[WHAT THE TASK ASKS]
Repeat the material below word for word, starting at its beginning and stopping after the line that contains "box: [5, 625, 45, 662]". Leave the pictures out of your answer.

───── PROVIDED MATERIAL

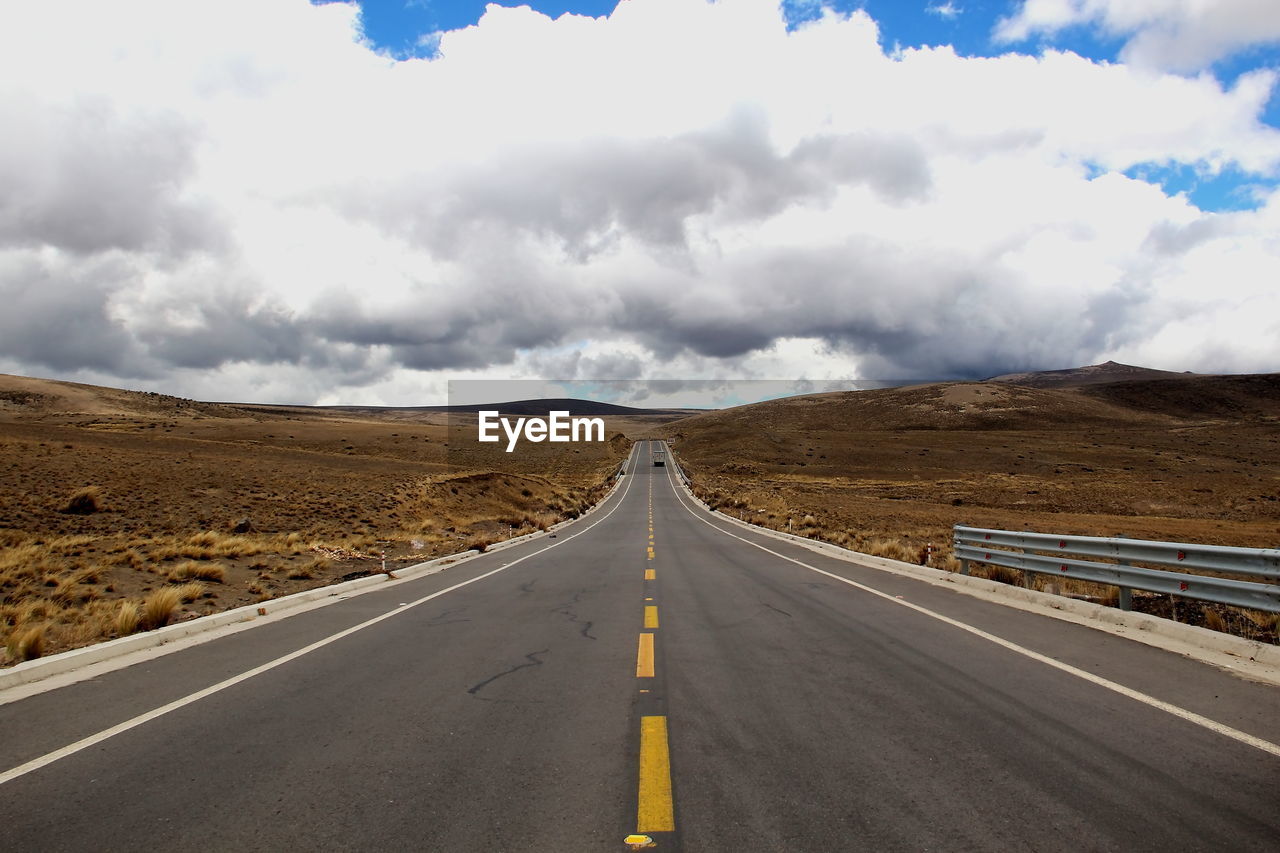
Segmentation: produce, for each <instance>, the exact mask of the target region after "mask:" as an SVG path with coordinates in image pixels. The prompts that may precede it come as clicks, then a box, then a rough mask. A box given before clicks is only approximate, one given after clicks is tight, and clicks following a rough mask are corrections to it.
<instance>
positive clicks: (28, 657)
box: [5, 625, 45, 662]
mask: <svg viewBox="0 0 1280 853" xmlns="http://www.w3.org/2000/svg"><path fill="white" fill-rule="evenodd" d="M5 649H6V651H8V652H9V660H12V661H17V662H22V661H33V660H36V658H37V657H40V656H41V654H44V653H45V626H44V625H35V626H23V628H20V629H17V630H14V631H13V633H12V634H10V635H9V642H8V643H6V644H5Z"/></svg>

──────────

[EXERCISE SOLUTION]
Segmentation: produce, for each <instance>, the exact mask of the target region after "mask:" as an SVG path with coordinates in image pixels. The prompts that may precede it come as clicks, then a box, then a rough mask. A box given before clicks is only approximate, one given after clicks is tight, and clicks following a rough mask are corrections to it.
<instance>
positive clicks: (28, 657)
box: [5, 625, 45, 662]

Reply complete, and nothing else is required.